◆ WRITTEN PROBLEM 1 ◆
Reproduce the part of the archery forum post from "saturday nite i" up to and including "was being fired.".

# arrow to nock alignment



## jetthelooter (Feb 9, 2009)

saturday nite i was sitting in front of my TV with my bow and all my arrows watching NCIS. i was thinking about why i was getting flyers a lot. i was running my arrows as close as i could to level from anocked positon through the rest and was feeling the fletching hang on the rest pad material. it would give a little jump then ride over the rest as i slowly moved the arrow as if it was being fired. 

my fletchings were set so the cock feather was 90 degrees to the string. i set to rotating the feathers about 10 to 15 degrees so the cock feather was rotated more down. i then tried shooting again the next day and the arrows started grouping much much much better. by rotating them a little i had the part where the feather was glued to the shaft hitting the rest at such an angle the joint had room to clear the rest without that "bump".

my question is does anyone have a method to getting the nocks rotated the same in relation to the fletching the same for each arrow other than by taking swags??


----------



## ravensgait (Sep 23, 2006)

◆ DATA PROVIDED ◆
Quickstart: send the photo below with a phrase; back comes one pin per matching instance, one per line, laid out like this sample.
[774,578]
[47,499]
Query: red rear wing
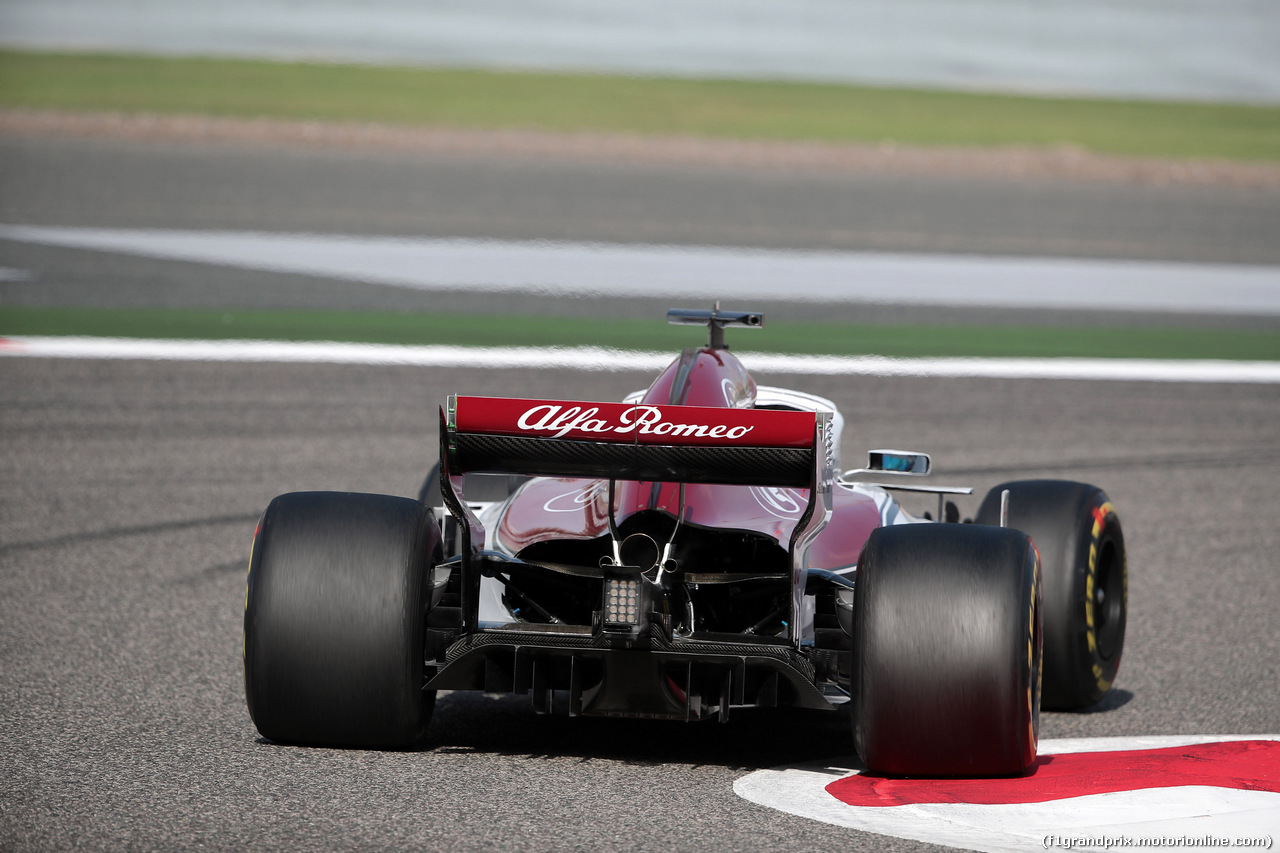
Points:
[634,442]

◆ WRITTEN PROBLEM 2 ◆
Switch "pin" to "marker" throughout all the rows above and give them again with nothing else changed. Leave the pictures out of your answer.

◆ FINAL RESULT 1 ◆
saturday nite i was sitting in front of my TV with my bow and all my arrows watching NCIS. i was thinking about why i was getting flyers a lot. i was running my arrows as close as i could to level from anocked positon through the rest and was feeling the fletching hang on the rest pad material. it would give a little jump then ride over the rest as i slowly moved the arrow as if it was being fired.

◆ FINAL RESULT 2 ◆
Quickstart: send the photo below with a phrase; back comes one marker per matching instance, one per line, laid out like this sample.
[774,578]
[47,499]
Query: red rear wing
Points:
[634,442]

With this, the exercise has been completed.